• _Consignes_:
• a. Dans l'extrait sur la Côte d'Ivoire, que désigne l'expression « les Haut-les-cœurs » ?
• b. Citez le passage de l'extrait qui commence par « Situation socio-militaire explosive, contexte » et se poursuit jusqu'à « défaillant et paumé. ».

Une Ouattarandie en pleine déconfiture

Situation socio-militaire explosive, contexte politique confus
Ouattara à la tête d’un pays en pleine tourmente

La Côte d’Ivoire est à la croisée de l’ingouvernabilité. C’est la Grande muette, chargée de protéger le pays et ses Institutions, qui participe désormais activement à amplifier l’insécurité et fragiliser l’État. Devenue l’incontrôlable Grande pagaille, l’Armée ivoirienne donne le tournis aux autorités. Depuis trois ans, c’est elle qui défraie la chronique avec des mutineries à répétition, à l’effet d’extorquer des fonds à un Etat défaillant et paumé.
Le Président Laurent Gbagbo a, durant la crise politico-militaire, honoré «les Haut-les-cœurs» (des primes de guerre de motivation) aux Forces de défense et de sécurité (FDS, ex-forces nationales comprenant les Armées, la Gendarmerie, la Police, la Douane et les Eaux et Forêts). Son effort de guerre, après l’achat d’équipements militaires (chars, avions de combat, munitions…) pour faire face à l’agression, s’est arrêté là.

• _Données affichées_:
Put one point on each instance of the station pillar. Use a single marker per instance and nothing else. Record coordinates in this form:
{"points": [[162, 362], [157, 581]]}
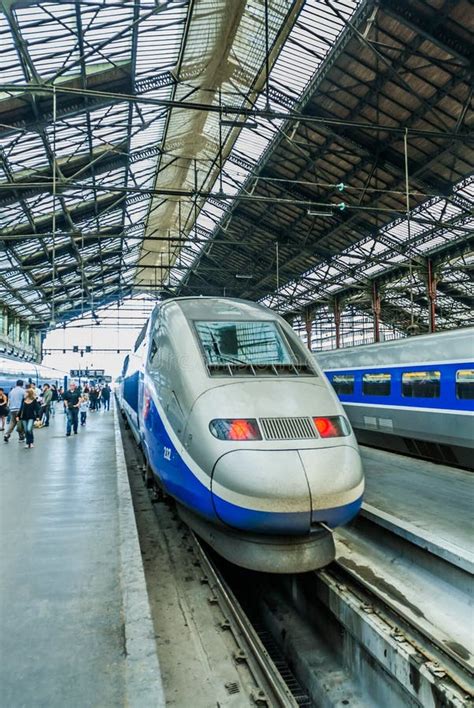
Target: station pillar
{"points": [[336, 306], [376, 309], [308, 321], [431, 284]]}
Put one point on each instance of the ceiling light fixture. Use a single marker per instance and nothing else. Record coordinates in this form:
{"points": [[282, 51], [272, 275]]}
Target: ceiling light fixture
{"points": [[312, 212]]}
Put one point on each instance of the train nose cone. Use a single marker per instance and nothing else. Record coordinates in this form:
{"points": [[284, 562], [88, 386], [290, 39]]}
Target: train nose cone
{"points": [[262, 490], [336, 481]]}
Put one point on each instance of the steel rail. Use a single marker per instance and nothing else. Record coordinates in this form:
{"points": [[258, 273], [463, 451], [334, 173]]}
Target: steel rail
{"points": [[276, 691], [422, 639]]}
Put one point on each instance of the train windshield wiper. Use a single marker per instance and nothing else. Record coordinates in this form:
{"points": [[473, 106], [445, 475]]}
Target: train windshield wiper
{"points": [[234, 359], [217, 351]]}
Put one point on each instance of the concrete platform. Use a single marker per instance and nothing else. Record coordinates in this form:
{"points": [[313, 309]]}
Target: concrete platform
{"points": [[75, 625], [432, 502]]}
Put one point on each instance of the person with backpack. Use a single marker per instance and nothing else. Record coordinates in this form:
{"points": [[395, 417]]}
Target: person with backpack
{"points": [[30, 411], [72, 401], [15, 399]]}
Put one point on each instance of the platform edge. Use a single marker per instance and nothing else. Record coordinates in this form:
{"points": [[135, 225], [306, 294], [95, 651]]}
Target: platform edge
{"points": [[455, 555], [143, 676]]}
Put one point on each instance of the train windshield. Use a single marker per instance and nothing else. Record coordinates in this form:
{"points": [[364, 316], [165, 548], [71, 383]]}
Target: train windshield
{"points": [[247, 345]]}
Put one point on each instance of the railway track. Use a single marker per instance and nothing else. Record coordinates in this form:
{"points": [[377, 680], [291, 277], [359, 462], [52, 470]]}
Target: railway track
{"points": [[344, 635]]}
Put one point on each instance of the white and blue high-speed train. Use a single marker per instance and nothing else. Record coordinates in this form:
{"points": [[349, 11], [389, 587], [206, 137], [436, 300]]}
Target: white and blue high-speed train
{"points": [[240, 426], [413, 395]]}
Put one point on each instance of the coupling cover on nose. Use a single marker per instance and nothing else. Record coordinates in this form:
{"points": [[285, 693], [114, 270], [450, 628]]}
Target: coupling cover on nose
{"points": [[262, 490]]}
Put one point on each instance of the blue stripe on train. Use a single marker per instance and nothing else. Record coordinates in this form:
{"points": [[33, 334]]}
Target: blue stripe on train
{"points": [[180, 482]]}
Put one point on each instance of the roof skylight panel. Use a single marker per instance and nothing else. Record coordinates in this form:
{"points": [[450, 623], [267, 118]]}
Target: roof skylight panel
{"points": [[10, 67], [49, 33], [26, 152], [108, 34]]}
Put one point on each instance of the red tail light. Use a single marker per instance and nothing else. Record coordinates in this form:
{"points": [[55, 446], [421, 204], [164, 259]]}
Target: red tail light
{"points": [[235, 429], [333, 427]]}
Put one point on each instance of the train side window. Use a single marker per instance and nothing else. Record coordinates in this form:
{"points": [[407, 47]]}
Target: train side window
{"points": [[421, 384], [343, 384], [376, 384], [465, 384]]}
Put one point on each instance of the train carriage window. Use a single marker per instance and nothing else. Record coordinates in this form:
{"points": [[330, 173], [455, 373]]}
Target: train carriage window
{"points": [[465, 384], [343, 384], [376, 384], [421, 384]]}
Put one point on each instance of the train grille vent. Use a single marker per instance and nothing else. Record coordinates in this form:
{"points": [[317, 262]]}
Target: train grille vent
{"points": [[288, 428]]}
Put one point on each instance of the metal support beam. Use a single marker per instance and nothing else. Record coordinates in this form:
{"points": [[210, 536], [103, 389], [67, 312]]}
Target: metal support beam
{"points": [[376, 309], [308, 320], [337, 321], [431, 286]]}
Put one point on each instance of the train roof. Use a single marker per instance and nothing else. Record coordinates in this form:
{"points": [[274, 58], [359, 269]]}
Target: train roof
{"points": [[219, 308], [451, 345]]}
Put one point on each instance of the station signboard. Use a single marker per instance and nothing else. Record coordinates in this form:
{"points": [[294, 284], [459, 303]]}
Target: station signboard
{"points": [[88, 374]]}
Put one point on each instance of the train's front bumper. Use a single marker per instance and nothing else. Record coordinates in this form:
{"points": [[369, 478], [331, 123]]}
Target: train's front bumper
{"points": [[287, 491]]}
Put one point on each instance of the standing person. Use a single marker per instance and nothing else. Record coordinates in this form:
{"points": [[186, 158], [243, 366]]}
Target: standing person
{"points": [[72, 401], [3, 408], [29, 412], [93, 399], [15, 399], [45, 408], [106, 397], [54, 400], [99, 397], [83, 408]]}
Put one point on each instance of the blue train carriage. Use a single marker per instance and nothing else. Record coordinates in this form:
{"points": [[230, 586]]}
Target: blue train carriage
{"points": [[240, 426], [414, 395], [29, 372]]}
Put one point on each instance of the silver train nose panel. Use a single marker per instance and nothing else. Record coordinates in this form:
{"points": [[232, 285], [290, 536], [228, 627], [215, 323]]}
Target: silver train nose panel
{"points": [[335, 476], [262, 490]]}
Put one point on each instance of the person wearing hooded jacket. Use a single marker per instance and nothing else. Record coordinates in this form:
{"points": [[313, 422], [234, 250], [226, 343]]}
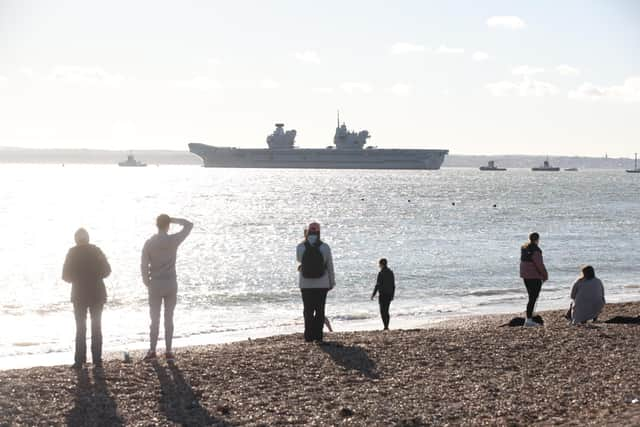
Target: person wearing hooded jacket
{"points": [[533, 272], [85, 267], [314, 285]]}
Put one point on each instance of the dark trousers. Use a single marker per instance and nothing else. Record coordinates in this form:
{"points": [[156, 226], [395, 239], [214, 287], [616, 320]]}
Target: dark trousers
{"points": [[314, 301], [80, 313], [533, 289], [384, 301]]}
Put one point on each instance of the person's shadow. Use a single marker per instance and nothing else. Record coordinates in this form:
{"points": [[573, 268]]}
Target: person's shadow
{"points": [[178, 401], [352, 358], [93, 403]]}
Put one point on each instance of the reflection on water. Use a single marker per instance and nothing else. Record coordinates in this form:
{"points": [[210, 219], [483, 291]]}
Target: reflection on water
{"points": [[237, 269]]}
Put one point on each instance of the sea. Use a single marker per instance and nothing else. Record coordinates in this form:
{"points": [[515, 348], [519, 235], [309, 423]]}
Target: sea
{"points": [[451, 236]]}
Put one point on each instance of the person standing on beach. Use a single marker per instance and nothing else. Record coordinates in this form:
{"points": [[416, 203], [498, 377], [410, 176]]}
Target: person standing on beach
{"points": [[85, 267], [533, 272], [386, 288], [158, 268], [587, 294], [315, 278]]}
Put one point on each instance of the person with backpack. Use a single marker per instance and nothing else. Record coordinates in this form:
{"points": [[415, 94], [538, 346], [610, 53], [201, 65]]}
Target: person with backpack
{"points": [[158, 269], [533, 272], [315, 278], [85, 267], [386, 288]]}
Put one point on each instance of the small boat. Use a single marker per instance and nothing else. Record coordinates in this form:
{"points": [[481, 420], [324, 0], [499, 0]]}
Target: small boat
{"points": [[131, 162], [546, 167], [491, 166], [635, 167]]}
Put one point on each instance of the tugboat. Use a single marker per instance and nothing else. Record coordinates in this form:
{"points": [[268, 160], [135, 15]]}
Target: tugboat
{"points": [[491, 166], [131, 162], [635, 167], [546, 167]]}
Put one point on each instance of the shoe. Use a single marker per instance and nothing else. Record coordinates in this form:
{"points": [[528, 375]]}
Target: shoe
{"points": [[151, 355], [530, 322]]}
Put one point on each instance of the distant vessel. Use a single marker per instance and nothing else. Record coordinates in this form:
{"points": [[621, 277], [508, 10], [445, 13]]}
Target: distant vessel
{"points": [[491, 166], [546, 167], [131, 162], [348, 152], [635, 167]]}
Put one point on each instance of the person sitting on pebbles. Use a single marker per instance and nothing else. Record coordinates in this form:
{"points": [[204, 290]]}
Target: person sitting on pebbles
{"points": [[587, 294]]}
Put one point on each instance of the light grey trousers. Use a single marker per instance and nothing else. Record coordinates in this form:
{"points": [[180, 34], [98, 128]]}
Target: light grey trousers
{"points": [[158, 295]]}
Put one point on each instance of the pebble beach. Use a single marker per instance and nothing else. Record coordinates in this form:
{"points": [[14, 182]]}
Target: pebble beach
{"points": [[468, 371]]}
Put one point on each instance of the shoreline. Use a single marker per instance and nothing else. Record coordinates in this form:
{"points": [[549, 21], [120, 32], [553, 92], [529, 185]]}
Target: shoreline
{"points": [[469, 371]]}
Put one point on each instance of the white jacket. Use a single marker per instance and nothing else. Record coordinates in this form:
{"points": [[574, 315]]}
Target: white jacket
{"points": [[328, 280]]}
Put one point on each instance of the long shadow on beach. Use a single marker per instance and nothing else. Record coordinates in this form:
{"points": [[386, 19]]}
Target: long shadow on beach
{"points": [[178, 401], [93, 403], [352, 358]]}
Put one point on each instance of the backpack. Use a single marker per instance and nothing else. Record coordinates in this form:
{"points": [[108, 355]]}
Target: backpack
{"points": [[312, 265]]}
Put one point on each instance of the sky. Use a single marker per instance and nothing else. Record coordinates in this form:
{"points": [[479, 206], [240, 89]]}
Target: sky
{"points": [[540, 77]]}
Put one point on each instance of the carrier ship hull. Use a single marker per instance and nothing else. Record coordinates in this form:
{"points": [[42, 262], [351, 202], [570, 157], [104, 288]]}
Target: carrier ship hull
{"points": [[227, 157]]}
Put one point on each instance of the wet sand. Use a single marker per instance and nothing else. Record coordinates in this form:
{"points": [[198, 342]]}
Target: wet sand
{"points": [[466, 371]]}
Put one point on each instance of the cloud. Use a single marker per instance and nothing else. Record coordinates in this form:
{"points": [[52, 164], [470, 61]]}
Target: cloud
{"points": [[353, 87], [567, 70], [268, 84], [629, 91], [200, 83], [506, 22], [404, 48], [526, 87], [322, 90], [480, 56], [449, 50], [93, 76], [309, 56], [400, 89], [525, 70]]}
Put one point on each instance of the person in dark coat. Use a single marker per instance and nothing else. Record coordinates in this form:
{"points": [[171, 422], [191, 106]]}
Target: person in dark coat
{"points": [[386, 288], [85, 268]]}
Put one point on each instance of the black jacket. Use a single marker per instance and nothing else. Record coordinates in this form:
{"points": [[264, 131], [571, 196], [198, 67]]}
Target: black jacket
{"points": [[386, 283], [85, 267]]}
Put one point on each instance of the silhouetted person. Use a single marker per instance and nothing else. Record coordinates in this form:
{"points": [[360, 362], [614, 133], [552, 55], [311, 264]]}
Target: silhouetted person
{"points": [[587, 294], [385, 288], [85, 267], [533, 272], [315, 277], [158, 268]]}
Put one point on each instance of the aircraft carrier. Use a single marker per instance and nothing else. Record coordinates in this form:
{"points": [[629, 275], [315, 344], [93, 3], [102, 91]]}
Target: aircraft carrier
{"points": [[347, 152]]}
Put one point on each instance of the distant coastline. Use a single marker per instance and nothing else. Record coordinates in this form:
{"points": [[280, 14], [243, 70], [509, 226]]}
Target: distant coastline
{"points": [[176, 157]]}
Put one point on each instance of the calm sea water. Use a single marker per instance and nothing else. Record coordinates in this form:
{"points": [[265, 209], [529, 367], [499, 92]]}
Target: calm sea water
{"points": [[237, 271]]}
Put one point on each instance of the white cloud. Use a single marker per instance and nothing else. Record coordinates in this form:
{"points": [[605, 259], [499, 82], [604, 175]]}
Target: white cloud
{"points": [[353, 87], [94, 76], [449, 50], [269, 84], [200, 83], [322, 90], [506, 22], [480, 56], [404, 48], [526, 87], [309, 56], [525, 70], [400, 89], [629, 91], [567, 70]]}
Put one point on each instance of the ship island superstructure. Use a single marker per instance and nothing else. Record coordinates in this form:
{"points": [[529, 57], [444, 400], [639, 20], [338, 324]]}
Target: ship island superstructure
{"points": [[347, 152]]}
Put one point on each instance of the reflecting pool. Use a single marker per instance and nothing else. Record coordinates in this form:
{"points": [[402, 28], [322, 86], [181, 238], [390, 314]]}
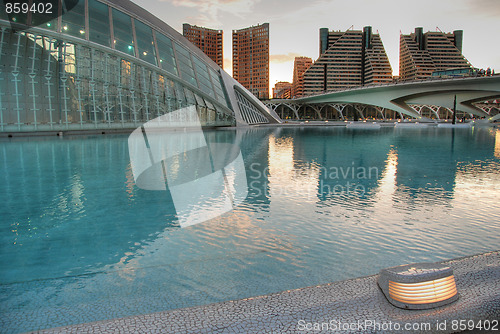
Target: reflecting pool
{"points": [[81, 242]]}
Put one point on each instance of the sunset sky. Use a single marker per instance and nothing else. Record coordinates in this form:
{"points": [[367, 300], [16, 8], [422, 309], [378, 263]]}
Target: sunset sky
{"points": [[294, 24]]}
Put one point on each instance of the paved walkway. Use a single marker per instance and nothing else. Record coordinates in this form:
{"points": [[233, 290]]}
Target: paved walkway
{"points": [[351, 306]]}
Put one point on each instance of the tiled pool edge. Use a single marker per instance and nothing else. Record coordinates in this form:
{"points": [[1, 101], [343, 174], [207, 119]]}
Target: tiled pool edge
{"points": [[350, 302]]}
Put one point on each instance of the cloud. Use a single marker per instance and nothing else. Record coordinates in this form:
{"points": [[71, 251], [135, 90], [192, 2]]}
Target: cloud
{"points": [[209, 10], [290, 56]]}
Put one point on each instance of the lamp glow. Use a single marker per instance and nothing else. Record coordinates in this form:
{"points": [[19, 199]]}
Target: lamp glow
{"points": [[418, 286]]}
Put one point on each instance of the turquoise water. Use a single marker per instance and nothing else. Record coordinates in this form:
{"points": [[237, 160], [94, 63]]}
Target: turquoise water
{"points": [[80, 242]]}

• _Réponses_:
• a. Des primes de guerre de motivation.

• b.
Situation socio-militaire explosive, contexte politique confus
Ouattara à la tête d’un pays en pleine tourmente

La Côte d’Ivoire est à la croisée de l’ingouvernabilité. C’est la Grande muette, chargée de protéger le pays et ses Institutions, qui participe désormais activement à amplifier l’insécurité et fragiliser l’État. Devenue l’incontrôlable Grande pagaille, l’Armée ivoirienne donne le tournis aux autorités. Depuis trois ans, c’est elle qui défraie la chronique avec des mutineries à répétition, à l’effet d’extorquer des fonds à un Etat défaillant et paumé.